**EXTRACTED RECORDS:**
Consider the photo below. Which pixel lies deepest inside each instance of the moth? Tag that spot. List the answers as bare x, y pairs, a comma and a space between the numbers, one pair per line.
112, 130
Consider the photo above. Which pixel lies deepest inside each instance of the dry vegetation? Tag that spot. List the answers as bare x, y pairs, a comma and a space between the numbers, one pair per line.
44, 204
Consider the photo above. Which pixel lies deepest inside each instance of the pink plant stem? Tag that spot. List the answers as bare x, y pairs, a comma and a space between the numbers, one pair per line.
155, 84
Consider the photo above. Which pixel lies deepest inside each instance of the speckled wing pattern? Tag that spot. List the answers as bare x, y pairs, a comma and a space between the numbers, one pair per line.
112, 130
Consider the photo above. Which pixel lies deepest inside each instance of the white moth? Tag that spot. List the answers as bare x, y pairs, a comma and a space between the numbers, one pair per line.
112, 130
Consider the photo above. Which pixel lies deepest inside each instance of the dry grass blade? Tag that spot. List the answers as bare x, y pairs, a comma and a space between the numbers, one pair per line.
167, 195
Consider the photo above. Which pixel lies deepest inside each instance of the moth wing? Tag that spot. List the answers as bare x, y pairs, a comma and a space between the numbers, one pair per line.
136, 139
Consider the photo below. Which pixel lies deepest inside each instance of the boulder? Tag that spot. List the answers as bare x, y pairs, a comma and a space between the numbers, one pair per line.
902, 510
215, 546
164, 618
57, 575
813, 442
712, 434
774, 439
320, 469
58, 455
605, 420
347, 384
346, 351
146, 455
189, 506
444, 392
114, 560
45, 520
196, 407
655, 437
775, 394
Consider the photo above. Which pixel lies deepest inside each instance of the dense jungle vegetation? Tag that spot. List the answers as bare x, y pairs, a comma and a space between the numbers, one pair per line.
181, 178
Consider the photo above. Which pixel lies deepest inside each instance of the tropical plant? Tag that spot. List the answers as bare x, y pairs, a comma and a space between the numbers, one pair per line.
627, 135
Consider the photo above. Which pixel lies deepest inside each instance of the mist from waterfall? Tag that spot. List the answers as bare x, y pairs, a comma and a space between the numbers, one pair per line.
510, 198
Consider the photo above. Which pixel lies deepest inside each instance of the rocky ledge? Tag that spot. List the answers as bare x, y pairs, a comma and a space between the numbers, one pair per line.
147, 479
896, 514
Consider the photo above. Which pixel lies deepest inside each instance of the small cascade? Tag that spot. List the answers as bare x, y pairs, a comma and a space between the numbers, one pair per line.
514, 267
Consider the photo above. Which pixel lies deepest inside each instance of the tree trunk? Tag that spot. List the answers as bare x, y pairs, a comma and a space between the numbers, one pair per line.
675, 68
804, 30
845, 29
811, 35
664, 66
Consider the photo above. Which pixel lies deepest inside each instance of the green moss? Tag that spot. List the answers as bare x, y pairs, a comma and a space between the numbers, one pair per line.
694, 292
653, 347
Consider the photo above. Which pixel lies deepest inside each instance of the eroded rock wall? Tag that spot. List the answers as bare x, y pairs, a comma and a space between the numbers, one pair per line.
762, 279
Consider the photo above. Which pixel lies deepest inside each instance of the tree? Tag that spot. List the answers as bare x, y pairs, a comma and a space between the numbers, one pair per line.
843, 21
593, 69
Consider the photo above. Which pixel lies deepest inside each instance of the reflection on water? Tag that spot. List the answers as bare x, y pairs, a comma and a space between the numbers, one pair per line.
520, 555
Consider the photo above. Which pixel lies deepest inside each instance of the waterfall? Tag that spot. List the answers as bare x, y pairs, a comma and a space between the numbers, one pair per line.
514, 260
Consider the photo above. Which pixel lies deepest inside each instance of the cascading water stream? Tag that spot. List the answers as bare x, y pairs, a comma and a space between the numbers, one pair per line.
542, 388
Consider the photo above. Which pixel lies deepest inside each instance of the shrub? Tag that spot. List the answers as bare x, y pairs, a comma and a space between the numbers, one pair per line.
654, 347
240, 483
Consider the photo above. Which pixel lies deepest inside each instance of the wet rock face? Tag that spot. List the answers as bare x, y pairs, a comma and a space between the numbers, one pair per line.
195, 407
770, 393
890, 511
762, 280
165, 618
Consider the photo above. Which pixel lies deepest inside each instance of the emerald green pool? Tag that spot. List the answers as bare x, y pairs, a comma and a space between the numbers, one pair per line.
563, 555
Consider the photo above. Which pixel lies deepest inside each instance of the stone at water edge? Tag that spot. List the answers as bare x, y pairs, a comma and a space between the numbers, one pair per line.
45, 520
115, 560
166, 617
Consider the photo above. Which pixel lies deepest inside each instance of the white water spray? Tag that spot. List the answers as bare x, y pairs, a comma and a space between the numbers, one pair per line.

**WORK TASK:**
Word-for-word copies of all the records are required.

**RESULT BELOW:**
Consider the photo below. Which pixel lies deepest inside each instance of the moth? Tag that spot. List the answers as bare x, y pairs, a comma and a space between the numbers, one pair per line.
112, 130
Consider the photo above. Which pixel lies deepest inside each instance of the dry vegetation? Tag that spot. List the answers as bare x, y pairs, a comma and a space between the numbers, one pair per line.
44, 204
Consider the photo above. Which pixel lies deepest inside each instance of the pink plant stem? Tag that spot. List the answers as bare x, y pairs, a comma and a space between the numbers, one pair per line.
155, 84
Consider the photo above. Which pixel lies deepest inside each instance of the speckled wing pattern? Tag that spot. List the answers as bare x, y pairs, a comma and a space between the numbers, one pair per line.
112, 130
Consider the photo above. Which pixel lies deepest inside each instance of the white moth? Tag that spot. List the answers as bare x, y pairs, a comma and a space between the numbers, one pair per line.
112, 130
Consider the photo above. Which pixel lies deepest inside each instance of the dry grass blade? Tag that spot. List the answers as bare x, y pairs, a comma and a space between the numbers, one pair per line.
167, 195
Consider the photo above. Which pixel lies deepest inside each instance of the moth wing? Tag that spot. List the answers as bare x, y pairs, a comma and a space between the numbers, one pair per line.
136, 139
Consider the photo below. Which pixel lies deepest inside each instance of the boulder? Tag that spot. List the answers as bare x, y pairs, a comma and a space between the numbers, one pair per line.
902, 510
215, 546
164, 618
57, 575
813, 442
712, 434
774, 439
320, 469
58, 455
605, 420
347, 384
346, 351
146, 455
189, 506
444, 392
114, 560
45, 520
196, 407
655, 437
775, 394
Consider the photo above. Which pixel lies deepest inside each instance of the dense jungle vegetation? Tag that spot. List the answers as bare x, y pairs, a comma and a space between the numbers, one pair per line.
181, 178
Consider the photo above. Which pixel lies deepest inside each instance of the tropical plant? Tag that spot. List the answers as bare x, y pairs, a comma and a space between the numbers, one pair per line.
627, 135
Consider the photo above. Which pixel lies deepest inside each instance of the mist from waterfall? Tag that spot. List the answers as bare x, y pairs, a comma and a space between the numbers, one pair per line.
510, 198
Consider the photo above. Which pixel lies deepest inside each instance of the rocky ledge? Tag that spot. List the answers as bare x, y pairs, a comma and a space between the numbers, one pair per line.
147, 479
896, 514
Consider the photo above. Which pixel lies deepest inside each instance of the small cascade? Tag that spot. List the answers as bare x, y pairs, a comma and a space between the numbers, one pair per line.
514, 267
Consider the photo above. Which pixel lies deepest inside each instance of the tree trunk? Tag that spot. List the answers as bare x, y pairs, a comma and a space between the numbers, one pair per line.
675, 68
804, 30
845, 29
811, 35
664, 66
Consider the photo above. Which pixel lies deepest inside each instance of the green moss? Tag that spot. List the answers as bare x, y pairs, a comma and a space between the numbers, one pair per line.
694, 292
653, 347
Consider the photo above. Which pixel lies deepest inside each instance of the eroded rock wall? Tag that spot. List the answers as bare x, y pairs, a comma and a space between the numbers, one pair per line.
762, 279
Consider the photo above. Which pixel lies deepest inside each instance of the tree? Tag that spot. List the answers as bare x, y pairs, a comma and a space between the numbers, one pair per line.
843, 21
593, 69
Consider the photo above. Which pixel lies deepest inside each instance of the reflection on water? Tag that spot. List the answers as bare x, y pairs, a comma and a space between the numbers, one pair per line.
520, 555
Consider the photo above. Which pixel lies deepest inside each instance of the waterfall? Tag that spot. List the answers as bare x, y pairs, a comma and a space between the numbers, one pair per line.
514, 260
Consider the photo above. Which pixel lies deepest inside each instance of the cascading water stream? Tag that spot. List the answers as bare x, y pairs, a comma and a space between the numbers, one pair per line.
542, 388
Consider the photo above. Which pixel lies deepest inside each instance of the shrub? Tag that spot. List the answers as bare x, y pairs, a comma and a space between the numbers, one pair per line.
654, 347
240, 483
Consider the photo above. Which pixel lies deepest inside each instance of the wet rock face? Tag that spot. List the answers as bare x, y pairs, a comma and a space between the numbers, one pair per line.
195, 407
770, 393
890, 511
762, 280
165, 618
Consider the photo above. Which pixel lies deepest inside each instance of the emerald green pool? Tag that spot. List the answers as bare x, y pairs, a comma and a space between the numbers, one pair per line.
563, 555
Consider the photo above. Which pixel lies deepest inside each instance of the stone at water edge? Tag that spot. List the answers as bare x, y pairs, a comma and a space between the numbers, one pair per line.
45, 520
115, 560
166, 617
Consider the photo above. Which pixel lies deepest inside each instance of the white water spray? Tag that spot. List the answers as bare x, y pairs, a comma and a space between the numbers, one pair per line.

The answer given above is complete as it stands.